*** Opening WORKING DATA ***

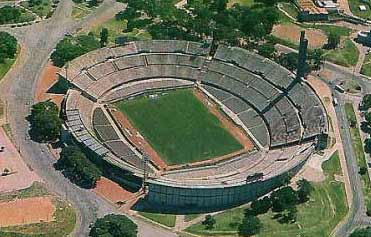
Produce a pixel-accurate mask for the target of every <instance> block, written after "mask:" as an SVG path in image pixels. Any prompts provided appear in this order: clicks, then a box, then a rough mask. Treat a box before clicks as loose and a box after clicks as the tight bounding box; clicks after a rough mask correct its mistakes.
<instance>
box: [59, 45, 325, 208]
mask: <svg viewBox="0 0 371 237" xmlns="http://www.w3.org/2000/svg"><path fill="white" fill-rule="evenodd" d="M299 61H300V58H299ZM60 74H61V76H62V77H64V78H66V79H67V80H68V81H69V82H70V84H71V85H72V87H71V89H69V91H68V93H67V95H66V98H65V100H64V103H63V113H64V116H65V118H66V123H65V127H66V131H68V134H70V135H72V137H73V138H74V140H76V141H77V142H78V143H80V144H81V145H82V146H84V147H85V148H86V149H87V150H89V151H90V152H91V153H93V154H96V156H97V157H99V159H102V160H104V161H106V162H108V163H109V164H110V165H113V167H115V169H117V170H119V173H120V172H122V174H125V175H126V176H127V177H130V179H136V180H140V181H139V185H140V182H141V180H143V181H144V182H143V184H144V185H143V187H145V188H144V190H145V197H144V198H145V200H146V201H148V202H149V203H151V204H155V205H157V206H162V207H164V206H166V207H174V208H182V207H192V208H197V209H202V208H205V209H207V208H221V207H227V206H233V205H238V204H241V203H245V202H248V201H251V200H253V199H254V198H256V197H259V196H261V195H264V194H266V193H268V192H269V191H271V190H272V189H274V188H275V187H278V186H279V185H280V184H282V182H284V181H285V179H287V177H290V176H291V175H293V174H295V173H296V172H298V171H299V170H300V168H301V167H302V166H303V165H304V163H305V162H306V160H307V159H308V158H309V157H310V156H311V154H312V153H313V152H315V150H316V144H317V143H318V137H319V136H321V135H322V134H326V133H327V132H328V131H327V130H328V121H327V117H326V111H325V109H324V107H323V105H322V103H321V101H320V99H319V98H318V96H317V94H316V93H315V91H314V90H313V89H312V88H311V87H310V85H309V84H307V82H306V81H305V79H303V78H302V77H299V76H297V75H296V74H293V73H292V72H290V71H288V70H287V69H285V68H283V67H282V66H280V65H278V64H276V63H275V62H273V61H271V60H269V59H266V58H263V57H262V56H259V55H257V54H255V53H253V52H251V51H247V50H245V49H242V48H236V47H228V46H223V45H219V46H218V47H216V48H215V49H211V47H210V45H209V44H207V43H196V42H189V41H176V40H173V41H172V40H152V41H151V40H149V41H137V42H130V43H126V44H125V45H123V46H117V47H112V48H101V49H98V50H96V51H93V52H90V53H88V54H85V55H83V56H81V57H79V58H76V59H74V60H73V61H71V62H70V63H69V64H68V65H67V66H66V67H65V68H64V69H63V70H62V71H61V72H60ZM125 175H124V176H125ZM127 182H128V183H129V182H130V181H127Z"/></svg>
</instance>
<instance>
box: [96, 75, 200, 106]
mask: <svg viewBox="0 0 371 237" xmlns="http://www.w3.org/2000/svg"><path fill="white" fill-rule="evenodd" d="M193 85H194V83H193V82H190V81H184V80H177V79H171V78H161V79H152V80H145V81H138V82H132V83H129V84H125V85H124V86H122V87H119V88H116V89H114V90H112V91H110V92H109V93H108V94H107V95H105V96H104V97H103V98H102V99H101V101H102V102H104V103H113V102H116V101H119V100H123V99H127V98H130V97H134V96H137V95H141V94H144V93H147V92H152V91H158V90H167V89H177V88H186V87H191V86H193Z"/></svg>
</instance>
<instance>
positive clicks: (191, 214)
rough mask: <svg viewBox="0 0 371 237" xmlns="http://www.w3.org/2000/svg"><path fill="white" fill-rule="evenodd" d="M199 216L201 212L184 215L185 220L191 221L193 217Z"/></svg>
mask: <svg viewBox="0 0 371 237" xmlns="http://www.w3.org/2000/svg"><path fill="white" fill-rule="evenodd" d="M199 216H200V214H188V215H185V216H184V221H185V222H189V221H191V220H193V219H196V218H197V217H199Z"/></svg>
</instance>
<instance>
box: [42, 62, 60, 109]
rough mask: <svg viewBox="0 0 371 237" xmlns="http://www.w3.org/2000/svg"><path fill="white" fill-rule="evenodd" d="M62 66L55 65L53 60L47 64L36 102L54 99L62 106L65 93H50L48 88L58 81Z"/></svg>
mask: <svg viewBox="0 0 371 237" xmlns="http://www.w3.org/2000/svg"><path fill="white" fill-rule="evenodd" d="M59 70H60V68H58V67H55V66H53V64H52V63H51V62H49V63H48V64H47V66H46V67H45V68H44V70H43V72H42V74H41V80H39V81H38V83H37V87H36V92H35V100H36V102H40V101H45V100H49V99H50V100H52V101H53V102H54V103H55V104H56V105H58V107H59V108H60V106H61V104H62V100H63V96H64V95H63V94H54V93H48V90H49V89H50V88H51V87H52V86H53V85H54V84H55V83H56V82H57V81H58V74H57V73H58V72H59Z"/></svg>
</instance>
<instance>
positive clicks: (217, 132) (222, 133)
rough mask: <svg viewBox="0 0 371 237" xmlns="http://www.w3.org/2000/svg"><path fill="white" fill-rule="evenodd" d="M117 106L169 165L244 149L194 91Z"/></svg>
mask: <svg viewBox="0 0 371 237" xmlns="http://www.w3.org/2000/svg"><path fill="white" fill-rule="evenodd" d="M115 105H116V106H117V107H118V109H119V110H120V111H122V112H124V113H125V114H126V115H127V117H128V118H129V120H130V121H131V122H132V123H133V125H135V126H136V127H137V128H138V129H139V131H140V133H141V134H142V135H143V136H144V137H145V138H146V139H147V140H148V141H149V143H150V144H151V145H152V147H153V148H154V149H155V150H156V151H157V152H158V153H159V154H160V156H161V157H162V158H163V159H164V161H165V162H167V164H169V165H176V164H184V163H190V162H195V161H201V160H207V159H210V158H213V157H217V156H222V155H226V154H229V153H231V152H234V151H237V150H240V149H242V148H243V147H242V145H241V144H240V143H239V142H238V141H237V140H236V139H235V138H234V137H233V136H232V135H231V134H230V133H229V132H228V131H227V130H226V129H224V128H223V127H222V124H221V122H220V121H219V120H218V118H217V117H215V116H214V115H213V114H212V113H210V112H209V111H208V109H207V108H206V107H205V106H204V105H203V104H202V102H201V101H199V100H198V99H197V98H196V96H195V95H194V94H193V91H192V90H191V89H187V90H176V91H172V92H169V93H166V94H164V95H161V96H159V97H156V98H149V97H140V98H138V99H134V100H131V101H121V102H118V103H116V104H115Z"/></svg>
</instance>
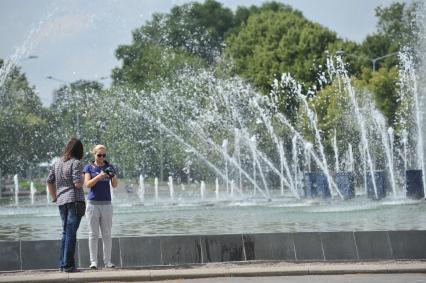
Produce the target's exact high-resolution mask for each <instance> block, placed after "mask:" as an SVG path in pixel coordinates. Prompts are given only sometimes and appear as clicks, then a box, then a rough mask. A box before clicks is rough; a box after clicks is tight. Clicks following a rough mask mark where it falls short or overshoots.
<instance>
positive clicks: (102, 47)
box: [0, 0, 406, 106]
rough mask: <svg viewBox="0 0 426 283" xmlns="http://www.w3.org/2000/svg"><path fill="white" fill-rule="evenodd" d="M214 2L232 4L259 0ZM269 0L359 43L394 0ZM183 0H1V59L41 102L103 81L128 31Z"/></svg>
mask: <svg viewBox="0 0 426 283" xmlns="http://www.w3.org/2000/svg"><path fill="white" fill-rule="evenodd" d="M218 1H219V2H221V3H222V4H223V5H224V6H225V7H228V8H231V9H232V10H235V9H236V8H237V7H238V6H250V5H257V6H259V5H261V4H262V3H263V2H265V1H261V0H246V1H242V0H218ZM276 1H277V2H282V3H285V4H288V5H291V6H292V7H293V8H295V9H297V10H300V11H301V12H302V13H303V14H304V16H305V17H306V18H308V19H309V20H312V21H314V22H317V23H320V24H321V25H323V26H326V27H328V28H329V29H331V30H333V31H335V32H336V33H337V35H338V36H339V37H341V38H345V39H349V40H353V41H356V42H359V43H360V42H362V40H363V39H364V38H365V37H366V36H367V35H368V34H371V33H374V32H375V30H376V24H377V18H376V17H375V15H374V9H375V8H376V7H378V6H380V5H382V6H388V5H390V4H391V3H393V2H395V0H276ZM187 2H193V1H190V0H90V1H87V0H59V1H57V0H0V58H2V59H6V60H12V61H13V62H15V63H16V64H17V65H19V66H21V68H22V71H23V72H24V73H25V74H26V76H27V79H28V81H29V82H30V84H31V85H33V86H35V88H36V90H37V92H38V95H39V96H40V98H41V101H42V102H43V104H44V105H46V106H48V105H50V103H51V102H52V93H53V91H54V90H55V89H57V88H59V87H60V86H61V85H62V84H64V83H69V82H74V81H77V80H79V79H85V80H98V81H100V82H102V83H104V84H105V85H106V86H109V85H110V83H111V79H110V75H111V70H112V69H113V68H114V67H117V66H120V62H119V61H117V60H116V58H115V55H114V51H115V50H116V48H117V47H118V46H120V45H123V44H130V43H131V40H132V38H131V31H132V30H134V29H135V28H138V27H140V26H142V25H143V24H144V23H145V21H147V20H150V19H151V15H152V14H153V13H155V12H164V13H166V12H168V11H169V10H170V9H171V8H172V7H173V6H175V5H181V4H184V3H187ZM199 2H200V1H199ZM201 2H202V1H201ZM399 2H406V1H403V0H400V1H399ZM29 57H36V58H32V59H30V58H29ZM47 77H50V79H48V78H47Z"/></svg>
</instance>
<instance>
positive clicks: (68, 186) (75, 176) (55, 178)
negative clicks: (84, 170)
mask: <svg viewBox="0 0 426 283" xmlns="http://www.w3.org/2000/svg"><path fill="white" fill-rule="evenodd" d="M82 171H83V165H82V163H81V161H80V160H77V159H75V158H71V159H70V160H67V161H64V159H63V158H61V159H58V160H57V161H56V162H55V163H54V164H53V166H52V168H50V172H49V176H48V177H47V182H48V183H54V184H55V186H56V194H57V195H59V194H60V195H59V197H58V199H57V201H56V204H57V205H63V204H66V203H70V202H75V201H84V191H83V188H80V189H76V188H75V187H74V183H77V182H82ZM61 192H63V193H61Z"/></svg>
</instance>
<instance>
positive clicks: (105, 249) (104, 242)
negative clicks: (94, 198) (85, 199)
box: [86, 203, 112, 265]
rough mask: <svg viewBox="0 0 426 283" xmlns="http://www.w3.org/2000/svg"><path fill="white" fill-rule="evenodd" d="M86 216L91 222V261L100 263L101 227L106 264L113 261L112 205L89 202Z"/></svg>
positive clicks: (87, 203) (86, 212)
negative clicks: (112, 247)
mask: <svg viewBox="0 0 426 283" xmlns="http://www.w3.org/2000/svg"><path fill="white" fill-rule="evenodd" d="M86 217H87V222H88V224H89V252H90V262H91V263H93V262H94V263H96V265H98V239H99V229H100V231H101V235H102V244H103V255H104V264H108V263H111V248H112V240H111V228H112V205H111V204H91V203H87V208H86Z"/></svg>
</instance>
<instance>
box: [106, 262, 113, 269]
mask: <svg viewBox="0 0 426 283" xmlns="http://www.w3.org/2000/svg"><path fill="white" fill-rule="evenodd" d="M105 268H115V265H114V264H113V263H112V262H109V263H107V264H105Z"/></svg>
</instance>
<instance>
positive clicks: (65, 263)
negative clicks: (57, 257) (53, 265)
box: [59, 202, 81, 271]
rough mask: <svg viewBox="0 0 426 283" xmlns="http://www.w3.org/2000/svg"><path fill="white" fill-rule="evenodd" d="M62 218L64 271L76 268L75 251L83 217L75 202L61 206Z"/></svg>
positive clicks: (59, 257) (60, 212)
mask: <svg viewBox="0 0 426 283" xmlns="http://www.w3.org/2000/svg"><path fill="white" fill-rule="evenodd" d="M59 213H60V214H61V219H62V241H61V254H60V256H59V267H60V269H61V270H63V271H70V270H73V269H75V268H76V267H75V261H74V253H75V246H76V243H77V229H78V226H80V221H81V217H78V216H77V213H76V211H75V203H74V202H71V203H66V204H63V205H60V206H59Z"/></svg>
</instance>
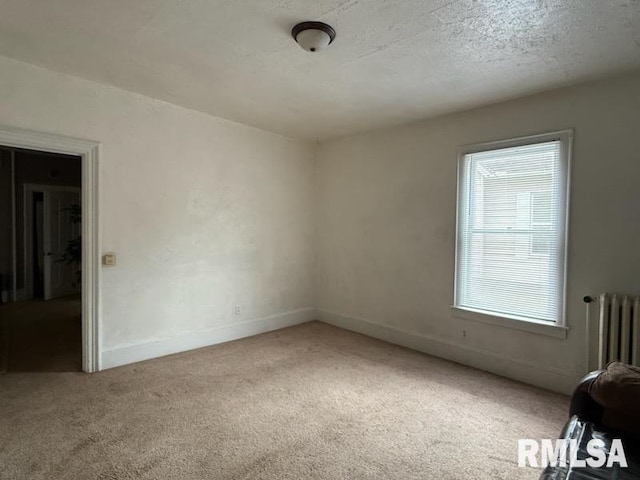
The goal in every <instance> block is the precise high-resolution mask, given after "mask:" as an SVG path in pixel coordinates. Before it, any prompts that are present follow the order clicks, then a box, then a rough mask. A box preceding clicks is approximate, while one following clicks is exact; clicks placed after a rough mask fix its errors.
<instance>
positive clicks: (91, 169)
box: [0, 125, 102, 372]
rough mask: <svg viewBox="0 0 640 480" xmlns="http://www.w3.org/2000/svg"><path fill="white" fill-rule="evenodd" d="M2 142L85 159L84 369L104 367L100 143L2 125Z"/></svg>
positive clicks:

*** Closing WORKING DATA ***

* GOAL OF THE EXERCISE: All lines in the listing above between the line with "negative clicks: (57, 257) (53, 265)" and the line with "218L64 271L76 268L75", inclusive, should be set down exactly, and no line outside that range.

* EXERCISE RESPONSE:
negative clicks: (57, 257) (53, 265)
box: [59, 202, 81, 271]
rough mask: <svg viewBox="0 0 426 283" xmlns="http://www.w3.org/2000/svg"><path fill="white" fill-rule="evenodd" d="M62 218L64 271L76 268L75 251L83 217L75 202L61 206Z"/></svg>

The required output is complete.